Work to complete:
Start at the line of the listing below that contains "Tag the sunset" and continue to the end of the listing. Copy out those lines with "mooring rope" changed to "dock line" and everything else left untouched.

+ + + +

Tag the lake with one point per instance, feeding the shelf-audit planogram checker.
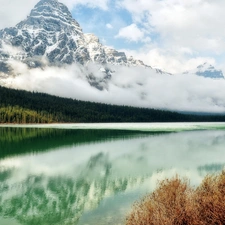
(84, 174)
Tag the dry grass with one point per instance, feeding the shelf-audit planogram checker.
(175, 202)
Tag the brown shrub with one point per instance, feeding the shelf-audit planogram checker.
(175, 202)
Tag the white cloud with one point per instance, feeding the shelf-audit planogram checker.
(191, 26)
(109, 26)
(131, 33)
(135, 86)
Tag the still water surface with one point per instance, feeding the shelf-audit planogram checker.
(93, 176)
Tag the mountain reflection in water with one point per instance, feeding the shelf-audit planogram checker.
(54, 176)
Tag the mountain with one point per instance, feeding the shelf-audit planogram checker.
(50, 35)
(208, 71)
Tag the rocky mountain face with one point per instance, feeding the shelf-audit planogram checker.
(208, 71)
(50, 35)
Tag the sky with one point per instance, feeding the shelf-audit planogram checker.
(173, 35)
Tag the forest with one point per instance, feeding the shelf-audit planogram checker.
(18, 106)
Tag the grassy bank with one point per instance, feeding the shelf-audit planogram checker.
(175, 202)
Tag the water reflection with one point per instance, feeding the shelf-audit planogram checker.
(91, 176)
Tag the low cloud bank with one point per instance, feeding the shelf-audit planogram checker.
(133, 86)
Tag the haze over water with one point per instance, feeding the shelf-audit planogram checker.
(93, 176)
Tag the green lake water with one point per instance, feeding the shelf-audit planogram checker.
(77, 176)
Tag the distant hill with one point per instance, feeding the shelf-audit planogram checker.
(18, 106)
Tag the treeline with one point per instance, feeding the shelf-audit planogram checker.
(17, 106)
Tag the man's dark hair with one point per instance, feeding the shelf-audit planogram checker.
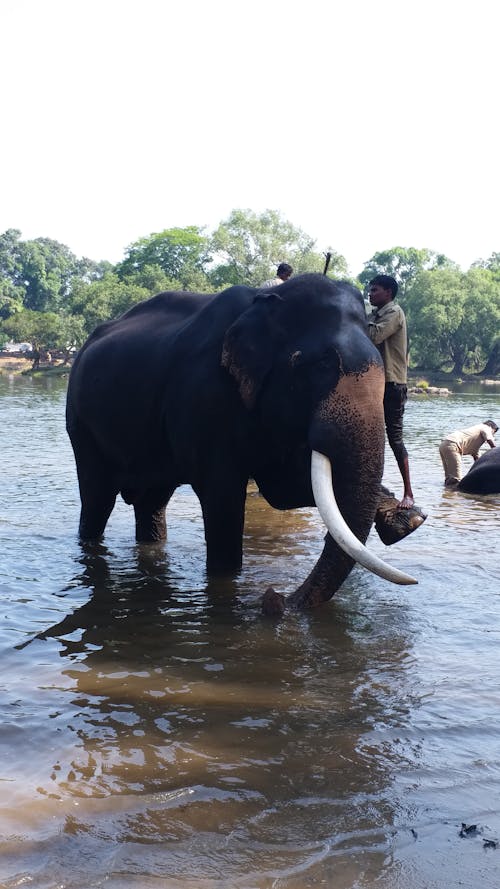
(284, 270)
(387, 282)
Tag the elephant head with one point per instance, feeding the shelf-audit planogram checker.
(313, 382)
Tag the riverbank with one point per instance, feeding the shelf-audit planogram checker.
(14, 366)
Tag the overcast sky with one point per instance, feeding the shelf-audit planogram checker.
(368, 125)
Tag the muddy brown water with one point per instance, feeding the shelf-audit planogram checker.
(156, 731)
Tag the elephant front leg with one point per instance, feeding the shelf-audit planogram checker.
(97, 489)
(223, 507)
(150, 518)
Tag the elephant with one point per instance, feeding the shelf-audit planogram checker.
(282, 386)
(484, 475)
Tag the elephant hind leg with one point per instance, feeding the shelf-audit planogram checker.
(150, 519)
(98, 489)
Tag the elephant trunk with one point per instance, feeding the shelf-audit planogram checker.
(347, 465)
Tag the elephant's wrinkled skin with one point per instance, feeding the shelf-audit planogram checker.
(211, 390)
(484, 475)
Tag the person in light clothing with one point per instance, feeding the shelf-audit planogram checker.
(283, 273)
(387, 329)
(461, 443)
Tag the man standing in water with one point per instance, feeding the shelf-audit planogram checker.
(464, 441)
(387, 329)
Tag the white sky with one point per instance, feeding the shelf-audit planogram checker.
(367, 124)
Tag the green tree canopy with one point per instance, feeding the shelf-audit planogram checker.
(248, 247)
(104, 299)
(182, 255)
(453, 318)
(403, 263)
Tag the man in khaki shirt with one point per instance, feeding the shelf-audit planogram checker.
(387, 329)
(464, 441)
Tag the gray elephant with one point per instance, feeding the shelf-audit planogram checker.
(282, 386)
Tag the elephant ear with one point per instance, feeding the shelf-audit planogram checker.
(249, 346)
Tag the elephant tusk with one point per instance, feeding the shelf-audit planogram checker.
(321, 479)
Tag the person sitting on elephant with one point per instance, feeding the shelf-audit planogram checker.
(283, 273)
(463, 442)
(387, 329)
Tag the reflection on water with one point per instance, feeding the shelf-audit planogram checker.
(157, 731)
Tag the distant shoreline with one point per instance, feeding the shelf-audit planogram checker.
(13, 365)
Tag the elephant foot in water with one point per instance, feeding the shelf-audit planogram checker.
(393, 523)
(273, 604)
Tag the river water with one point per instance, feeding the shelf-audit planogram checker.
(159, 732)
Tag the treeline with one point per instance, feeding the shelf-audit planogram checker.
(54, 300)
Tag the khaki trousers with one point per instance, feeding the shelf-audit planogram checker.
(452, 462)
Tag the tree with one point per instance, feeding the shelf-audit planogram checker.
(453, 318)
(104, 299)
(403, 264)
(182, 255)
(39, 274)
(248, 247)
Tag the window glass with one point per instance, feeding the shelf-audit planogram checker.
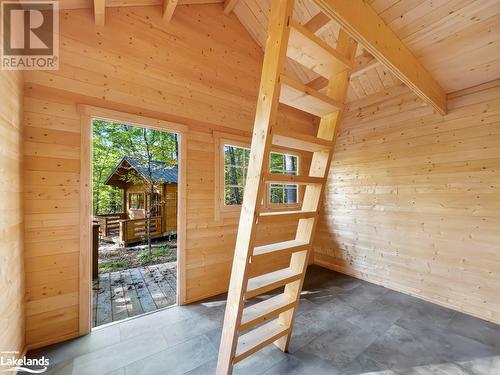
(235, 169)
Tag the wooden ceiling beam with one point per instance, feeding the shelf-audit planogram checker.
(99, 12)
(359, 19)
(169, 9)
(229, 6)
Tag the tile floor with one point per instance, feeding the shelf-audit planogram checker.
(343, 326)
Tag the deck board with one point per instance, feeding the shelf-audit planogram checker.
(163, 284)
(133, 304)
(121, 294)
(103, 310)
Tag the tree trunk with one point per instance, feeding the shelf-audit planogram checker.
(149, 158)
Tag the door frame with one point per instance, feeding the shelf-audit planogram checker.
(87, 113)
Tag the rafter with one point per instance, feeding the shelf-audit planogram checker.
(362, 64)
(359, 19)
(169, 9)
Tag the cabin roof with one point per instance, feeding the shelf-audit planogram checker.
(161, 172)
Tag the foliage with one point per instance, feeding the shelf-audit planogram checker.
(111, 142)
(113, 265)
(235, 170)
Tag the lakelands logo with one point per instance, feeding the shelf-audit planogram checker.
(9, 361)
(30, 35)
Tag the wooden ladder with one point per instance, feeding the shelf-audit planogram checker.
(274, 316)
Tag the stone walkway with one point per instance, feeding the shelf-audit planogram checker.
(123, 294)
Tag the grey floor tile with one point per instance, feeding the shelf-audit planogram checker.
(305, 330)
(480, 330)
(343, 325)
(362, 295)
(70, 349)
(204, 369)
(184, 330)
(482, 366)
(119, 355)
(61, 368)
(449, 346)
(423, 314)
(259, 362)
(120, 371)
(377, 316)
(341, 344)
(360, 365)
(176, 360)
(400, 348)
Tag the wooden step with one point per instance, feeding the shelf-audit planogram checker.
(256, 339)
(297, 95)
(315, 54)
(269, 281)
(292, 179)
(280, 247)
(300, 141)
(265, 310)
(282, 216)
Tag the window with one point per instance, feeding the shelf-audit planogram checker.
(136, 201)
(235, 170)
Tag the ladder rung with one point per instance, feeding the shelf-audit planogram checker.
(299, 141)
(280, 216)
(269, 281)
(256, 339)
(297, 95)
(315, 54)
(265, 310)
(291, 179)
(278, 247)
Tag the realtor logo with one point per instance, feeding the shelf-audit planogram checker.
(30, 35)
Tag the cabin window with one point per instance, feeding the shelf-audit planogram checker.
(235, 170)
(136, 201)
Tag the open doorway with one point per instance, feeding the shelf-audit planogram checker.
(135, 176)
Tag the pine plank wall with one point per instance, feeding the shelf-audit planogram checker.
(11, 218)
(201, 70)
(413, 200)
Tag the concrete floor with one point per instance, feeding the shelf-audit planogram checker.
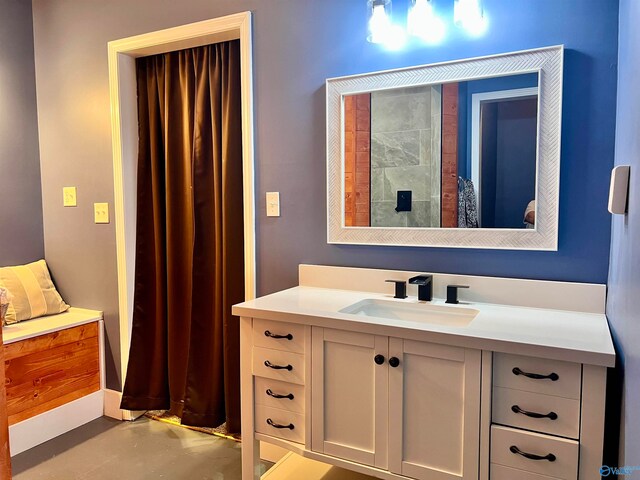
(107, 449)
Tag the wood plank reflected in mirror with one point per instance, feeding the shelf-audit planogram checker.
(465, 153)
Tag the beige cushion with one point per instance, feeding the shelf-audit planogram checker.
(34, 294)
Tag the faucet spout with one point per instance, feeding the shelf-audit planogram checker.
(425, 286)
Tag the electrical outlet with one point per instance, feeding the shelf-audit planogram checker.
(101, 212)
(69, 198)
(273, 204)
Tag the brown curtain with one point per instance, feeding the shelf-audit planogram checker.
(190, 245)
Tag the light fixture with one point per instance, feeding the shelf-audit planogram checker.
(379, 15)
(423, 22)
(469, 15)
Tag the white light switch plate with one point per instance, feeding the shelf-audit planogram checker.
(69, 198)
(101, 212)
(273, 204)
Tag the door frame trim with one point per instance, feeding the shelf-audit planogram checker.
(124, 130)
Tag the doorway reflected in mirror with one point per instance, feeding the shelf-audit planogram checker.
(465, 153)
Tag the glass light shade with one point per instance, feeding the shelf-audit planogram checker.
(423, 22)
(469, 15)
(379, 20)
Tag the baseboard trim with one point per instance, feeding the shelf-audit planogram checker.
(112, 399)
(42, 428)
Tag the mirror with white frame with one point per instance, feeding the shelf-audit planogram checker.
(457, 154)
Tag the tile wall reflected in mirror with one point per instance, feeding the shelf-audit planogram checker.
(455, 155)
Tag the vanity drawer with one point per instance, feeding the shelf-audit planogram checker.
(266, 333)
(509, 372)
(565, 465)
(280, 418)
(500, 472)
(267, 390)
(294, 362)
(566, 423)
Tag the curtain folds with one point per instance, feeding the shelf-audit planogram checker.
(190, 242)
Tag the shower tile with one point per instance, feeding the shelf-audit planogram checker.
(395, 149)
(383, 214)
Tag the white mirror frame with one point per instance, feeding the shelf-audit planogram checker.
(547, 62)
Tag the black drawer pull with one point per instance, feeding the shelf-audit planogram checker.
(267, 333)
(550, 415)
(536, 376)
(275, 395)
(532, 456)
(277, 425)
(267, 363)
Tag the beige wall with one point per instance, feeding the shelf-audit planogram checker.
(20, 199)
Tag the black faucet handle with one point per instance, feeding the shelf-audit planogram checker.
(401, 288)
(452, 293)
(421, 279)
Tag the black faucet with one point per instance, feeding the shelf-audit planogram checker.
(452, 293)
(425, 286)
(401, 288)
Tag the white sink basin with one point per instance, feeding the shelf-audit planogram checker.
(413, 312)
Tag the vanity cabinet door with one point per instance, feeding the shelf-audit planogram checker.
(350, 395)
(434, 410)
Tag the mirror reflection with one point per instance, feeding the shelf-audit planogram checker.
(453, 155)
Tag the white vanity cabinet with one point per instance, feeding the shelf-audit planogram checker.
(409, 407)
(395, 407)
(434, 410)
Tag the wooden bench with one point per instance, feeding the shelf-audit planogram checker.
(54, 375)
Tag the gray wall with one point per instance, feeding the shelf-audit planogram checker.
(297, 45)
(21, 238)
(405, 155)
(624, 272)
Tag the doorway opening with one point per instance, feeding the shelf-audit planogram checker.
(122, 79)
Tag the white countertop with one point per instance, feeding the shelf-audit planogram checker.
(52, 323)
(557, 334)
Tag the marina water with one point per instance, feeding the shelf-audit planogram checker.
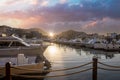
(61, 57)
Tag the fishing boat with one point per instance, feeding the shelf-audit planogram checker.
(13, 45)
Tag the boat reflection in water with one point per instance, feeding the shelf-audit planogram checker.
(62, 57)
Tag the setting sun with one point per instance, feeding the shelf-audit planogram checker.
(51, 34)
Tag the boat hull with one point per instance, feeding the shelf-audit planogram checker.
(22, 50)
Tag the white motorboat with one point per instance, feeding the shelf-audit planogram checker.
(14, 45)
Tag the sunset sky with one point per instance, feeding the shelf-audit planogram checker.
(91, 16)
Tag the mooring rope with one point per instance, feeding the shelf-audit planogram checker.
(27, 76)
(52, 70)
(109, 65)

+ + + +

Result for this exercise:
Tag the sunset sky with one point per instance, feeding the shelf-audit planogram checker.
(91, 16)
Tag the dock line with one point per instance, feeding the shelf-audit planogram checker.
(27, 76)
(52, 70)
(109, 65)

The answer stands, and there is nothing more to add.